--- ACTION ITEM ---
Copy the lines exactly as they appear, starting with the first line of the records and ending with the line that contains "Pin the white work".

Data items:
-*-
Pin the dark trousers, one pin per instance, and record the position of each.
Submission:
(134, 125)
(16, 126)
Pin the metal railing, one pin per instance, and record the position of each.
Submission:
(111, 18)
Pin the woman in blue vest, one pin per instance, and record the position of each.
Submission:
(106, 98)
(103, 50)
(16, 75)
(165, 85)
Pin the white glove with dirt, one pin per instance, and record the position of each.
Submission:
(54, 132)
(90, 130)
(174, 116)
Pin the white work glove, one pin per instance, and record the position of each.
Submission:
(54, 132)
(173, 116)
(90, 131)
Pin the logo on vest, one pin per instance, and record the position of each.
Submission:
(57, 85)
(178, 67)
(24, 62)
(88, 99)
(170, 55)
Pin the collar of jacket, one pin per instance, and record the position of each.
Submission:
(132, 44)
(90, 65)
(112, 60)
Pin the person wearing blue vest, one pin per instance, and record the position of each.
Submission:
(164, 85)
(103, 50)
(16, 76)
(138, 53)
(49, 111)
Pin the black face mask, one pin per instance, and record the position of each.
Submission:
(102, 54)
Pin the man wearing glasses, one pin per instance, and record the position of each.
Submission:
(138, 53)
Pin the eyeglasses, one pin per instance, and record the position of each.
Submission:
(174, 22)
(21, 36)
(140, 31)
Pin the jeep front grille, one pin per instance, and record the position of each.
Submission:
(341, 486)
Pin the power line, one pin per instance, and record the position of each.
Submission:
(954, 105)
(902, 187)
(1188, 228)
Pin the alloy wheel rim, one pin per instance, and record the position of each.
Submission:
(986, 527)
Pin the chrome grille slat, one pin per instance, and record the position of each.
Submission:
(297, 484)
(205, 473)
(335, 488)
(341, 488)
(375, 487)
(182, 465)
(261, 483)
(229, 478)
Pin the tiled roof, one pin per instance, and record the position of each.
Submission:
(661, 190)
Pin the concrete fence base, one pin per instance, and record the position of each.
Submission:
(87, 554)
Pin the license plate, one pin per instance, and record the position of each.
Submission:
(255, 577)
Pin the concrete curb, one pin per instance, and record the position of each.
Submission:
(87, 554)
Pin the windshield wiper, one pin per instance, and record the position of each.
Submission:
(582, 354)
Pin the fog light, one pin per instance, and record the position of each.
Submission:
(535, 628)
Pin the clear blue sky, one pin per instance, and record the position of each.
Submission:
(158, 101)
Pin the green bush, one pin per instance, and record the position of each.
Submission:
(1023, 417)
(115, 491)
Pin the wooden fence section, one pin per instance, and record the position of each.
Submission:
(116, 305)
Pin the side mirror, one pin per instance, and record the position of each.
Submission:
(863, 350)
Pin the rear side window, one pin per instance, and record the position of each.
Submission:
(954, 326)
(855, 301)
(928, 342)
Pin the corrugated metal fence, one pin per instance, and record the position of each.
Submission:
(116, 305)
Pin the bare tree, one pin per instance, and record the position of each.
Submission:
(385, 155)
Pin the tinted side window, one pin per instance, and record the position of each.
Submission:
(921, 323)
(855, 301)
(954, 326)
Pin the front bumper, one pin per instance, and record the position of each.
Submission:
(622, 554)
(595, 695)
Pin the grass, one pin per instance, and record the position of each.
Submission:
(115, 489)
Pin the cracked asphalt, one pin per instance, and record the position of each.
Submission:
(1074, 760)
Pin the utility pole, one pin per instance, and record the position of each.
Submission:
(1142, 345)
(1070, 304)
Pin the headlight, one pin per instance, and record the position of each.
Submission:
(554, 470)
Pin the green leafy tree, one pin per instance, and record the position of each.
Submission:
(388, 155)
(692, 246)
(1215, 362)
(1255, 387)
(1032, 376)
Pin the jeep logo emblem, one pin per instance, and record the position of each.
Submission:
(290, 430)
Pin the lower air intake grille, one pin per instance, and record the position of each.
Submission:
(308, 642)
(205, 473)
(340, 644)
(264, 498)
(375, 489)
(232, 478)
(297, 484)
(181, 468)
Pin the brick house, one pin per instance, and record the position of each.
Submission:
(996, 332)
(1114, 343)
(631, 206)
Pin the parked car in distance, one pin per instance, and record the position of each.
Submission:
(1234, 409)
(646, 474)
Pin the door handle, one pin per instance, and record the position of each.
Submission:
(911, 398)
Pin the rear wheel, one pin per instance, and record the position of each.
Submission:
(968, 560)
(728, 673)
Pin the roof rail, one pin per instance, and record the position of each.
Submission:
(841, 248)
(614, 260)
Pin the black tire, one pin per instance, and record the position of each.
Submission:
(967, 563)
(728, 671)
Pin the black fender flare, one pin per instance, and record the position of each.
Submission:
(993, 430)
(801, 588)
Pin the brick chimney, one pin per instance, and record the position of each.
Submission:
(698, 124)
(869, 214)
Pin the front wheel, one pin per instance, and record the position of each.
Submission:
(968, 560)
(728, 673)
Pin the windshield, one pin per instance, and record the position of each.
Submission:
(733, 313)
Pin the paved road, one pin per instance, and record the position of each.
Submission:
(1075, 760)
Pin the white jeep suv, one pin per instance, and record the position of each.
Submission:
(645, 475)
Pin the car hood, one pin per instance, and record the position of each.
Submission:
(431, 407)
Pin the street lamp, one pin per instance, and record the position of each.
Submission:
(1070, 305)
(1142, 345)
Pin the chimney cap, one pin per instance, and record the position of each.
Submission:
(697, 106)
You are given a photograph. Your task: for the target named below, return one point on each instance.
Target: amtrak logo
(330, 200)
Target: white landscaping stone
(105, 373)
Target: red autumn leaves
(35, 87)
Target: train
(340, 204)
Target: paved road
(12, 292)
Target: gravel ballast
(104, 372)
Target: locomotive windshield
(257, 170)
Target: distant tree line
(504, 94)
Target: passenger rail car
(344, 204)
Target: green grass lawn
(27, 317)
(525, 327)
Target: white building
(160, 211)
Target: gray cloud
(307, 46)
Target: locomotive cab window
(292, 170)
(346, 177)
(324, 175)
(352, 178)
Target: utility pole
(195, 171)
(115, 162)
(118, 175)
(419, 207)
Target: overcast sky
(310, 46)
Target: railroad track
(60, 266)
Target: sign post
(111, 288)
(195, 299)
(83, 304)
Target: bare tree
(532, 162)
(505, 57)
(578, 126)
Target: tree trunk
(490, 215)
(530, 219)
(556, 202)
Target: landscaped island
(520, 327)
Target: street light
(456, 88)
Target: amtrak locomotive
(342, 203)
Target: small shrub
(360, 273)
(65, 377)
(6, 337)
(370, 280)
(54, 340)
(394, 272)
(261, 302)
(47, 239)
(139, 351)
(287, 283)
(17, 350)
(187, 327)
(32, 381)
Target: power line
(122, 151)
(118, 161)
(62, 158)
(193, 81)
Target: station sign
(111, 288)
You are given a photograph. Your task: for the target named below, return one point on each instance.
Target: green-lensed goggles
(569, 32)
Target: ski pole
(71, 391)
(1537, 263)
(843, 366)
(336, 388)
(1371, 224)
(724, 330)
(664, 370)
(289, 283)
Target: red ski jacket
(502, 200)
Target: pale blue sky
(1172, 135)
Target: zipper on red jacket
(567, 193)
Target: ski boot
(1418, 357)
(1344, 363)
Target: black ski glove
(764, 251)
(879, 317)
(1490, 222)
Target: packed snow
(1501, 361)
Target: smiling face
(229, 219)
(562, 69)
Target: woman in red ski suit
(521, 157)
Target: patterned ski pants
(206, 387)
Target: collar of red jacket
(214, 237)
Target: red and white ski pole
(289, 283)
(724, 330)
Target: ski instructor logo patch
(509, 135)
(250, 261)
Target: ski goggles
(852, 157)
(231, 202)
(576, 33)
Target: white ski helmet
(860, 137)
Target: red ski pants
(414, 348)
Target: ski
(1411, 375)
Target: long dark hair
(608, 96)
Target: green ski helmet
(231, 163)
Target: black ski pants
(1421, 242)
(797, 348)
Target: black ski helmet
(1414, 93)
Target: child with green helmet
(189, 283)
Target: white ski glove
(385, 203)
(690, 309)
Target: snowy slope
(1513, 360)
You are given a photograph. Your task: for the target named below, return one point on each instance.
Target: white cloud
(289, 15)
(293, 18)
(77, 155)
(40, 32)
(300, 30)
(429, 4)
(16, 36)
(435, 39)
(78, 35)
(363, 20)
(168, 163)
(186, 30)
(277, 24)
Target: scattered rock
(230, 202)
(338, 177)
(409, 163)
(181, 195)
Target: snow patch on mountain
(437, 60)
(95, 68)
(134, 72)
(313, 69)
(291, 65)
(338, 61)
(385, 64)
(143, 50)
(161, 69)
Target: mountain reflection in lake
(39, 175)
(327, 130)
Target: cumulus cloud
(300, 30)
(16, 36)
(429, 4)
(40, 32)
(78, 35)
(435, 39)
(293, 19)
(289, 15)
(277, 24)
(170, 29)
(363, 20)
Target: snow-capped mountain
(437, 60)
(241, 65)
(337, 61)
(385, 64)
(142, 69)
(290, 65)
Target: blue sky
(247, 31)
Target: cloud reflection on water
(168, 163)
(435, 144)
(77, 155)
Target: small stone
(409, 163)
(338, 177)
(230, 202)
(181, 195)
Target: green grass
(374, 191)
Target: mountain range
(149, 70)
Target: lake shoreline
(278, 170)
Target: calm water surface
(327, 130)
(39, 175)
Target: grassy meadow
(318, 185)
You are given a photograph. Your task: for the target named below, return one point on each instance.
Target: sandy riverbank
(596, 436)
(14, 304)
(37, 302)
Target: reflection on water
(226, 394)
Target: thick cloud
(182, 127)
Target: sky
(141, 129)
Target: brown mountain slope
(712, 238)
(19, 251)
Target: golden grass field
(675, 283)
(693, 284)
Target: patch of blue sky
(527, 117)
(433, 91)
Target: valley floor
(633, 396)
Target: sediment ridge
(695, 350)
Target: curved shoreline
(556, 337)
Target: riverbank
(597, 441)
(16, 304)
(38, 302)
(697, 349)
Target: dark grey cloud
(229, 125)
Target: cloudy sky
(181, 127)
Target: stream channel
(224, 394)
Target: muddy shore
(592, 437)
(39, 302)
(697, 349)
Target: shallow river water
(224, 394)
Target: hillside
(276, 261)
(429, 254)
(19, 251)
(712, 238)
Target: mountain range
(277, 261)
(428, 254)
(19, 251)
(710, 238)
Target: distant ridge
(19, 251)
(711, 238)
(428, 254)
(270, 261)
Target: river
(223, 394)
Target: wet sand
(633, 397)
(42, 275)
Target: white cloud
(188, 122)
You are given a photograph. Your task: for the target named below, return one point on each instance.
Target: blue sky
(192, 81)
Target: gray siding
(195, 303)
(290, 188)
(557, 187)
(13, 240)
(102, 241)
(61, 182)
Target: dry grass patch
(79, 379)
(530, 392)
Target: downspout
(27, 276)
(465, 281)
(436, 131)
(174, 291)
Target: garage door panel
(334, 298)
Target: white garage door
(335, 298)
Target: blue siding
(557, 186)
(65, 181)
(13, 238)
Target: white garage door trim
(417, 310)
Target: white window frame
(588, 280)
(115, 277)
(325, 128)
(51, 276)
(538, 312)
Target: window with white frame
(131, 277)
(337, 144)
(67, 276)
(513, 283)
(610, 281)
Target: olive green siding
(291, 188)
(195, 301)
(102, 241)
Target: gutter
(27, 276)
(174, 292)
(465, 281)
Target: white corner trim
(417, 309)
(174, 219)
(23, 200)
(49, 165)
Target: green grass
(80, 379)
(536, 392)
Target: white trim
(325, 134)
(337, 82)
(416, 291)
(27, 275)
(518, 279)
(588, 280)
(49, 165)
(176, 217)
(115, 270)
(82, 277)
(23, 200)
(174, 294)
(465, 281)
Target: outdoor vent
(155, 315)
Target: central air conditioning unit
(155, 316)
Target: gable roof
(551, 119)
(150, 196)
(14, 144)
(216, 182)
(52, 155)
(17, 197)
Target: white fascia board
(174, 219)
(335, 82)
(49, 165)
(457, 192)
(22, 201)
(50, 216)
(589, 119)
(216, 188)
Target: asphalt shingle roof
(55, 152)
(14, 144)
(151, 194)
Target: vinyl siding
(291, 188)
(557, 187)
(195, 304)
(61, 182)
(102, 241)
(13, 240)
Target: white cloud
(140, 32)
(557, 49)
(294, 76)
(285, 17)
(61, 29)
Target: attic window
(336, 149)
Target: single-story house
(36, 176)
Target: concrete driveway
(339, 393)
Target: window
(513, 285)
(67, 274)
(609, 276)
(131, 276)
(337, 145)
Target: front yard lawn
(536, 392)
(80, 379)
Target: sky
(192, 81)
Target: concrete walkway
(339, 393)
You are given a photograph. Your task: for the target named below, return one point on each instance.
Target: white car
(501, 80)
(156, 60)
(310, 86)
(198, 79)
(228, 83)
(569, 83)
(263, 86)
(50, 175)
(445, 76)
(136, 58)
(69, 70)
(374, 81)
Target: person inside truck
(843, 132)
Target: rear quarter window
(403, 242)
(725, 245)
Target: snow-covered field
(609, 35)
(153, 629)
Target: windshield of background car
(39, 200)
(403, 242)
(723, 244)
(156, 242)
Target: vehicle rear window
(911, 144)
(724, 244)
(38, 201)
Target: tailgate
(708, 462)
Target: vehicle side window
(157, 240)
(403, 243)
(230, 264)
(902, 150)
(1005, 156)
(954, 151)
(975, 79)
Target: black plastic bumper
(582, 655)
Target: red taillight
-*-
--- RESPONSE AREA ---
Pin the dark trousers, one pin per instance, and record the position of each.
Submission:
(134, 125)
(16, 126)
Pin the metal railing, one pin per instance, and record the position of each.
Submission:
(111, 18)
Pin the woman in blue vest, one pin per instance, and record the position of each.
Submission:
(106, 98)
(103, 50)
(16, 75)
(165, 85)
Pin the white glove with dirt, one pin per instance, and record the position of each.
Submission:
(54, 132)
(90, 130)
(174, 116)
Pin the white work glove, one pin per instance, and record the position of each.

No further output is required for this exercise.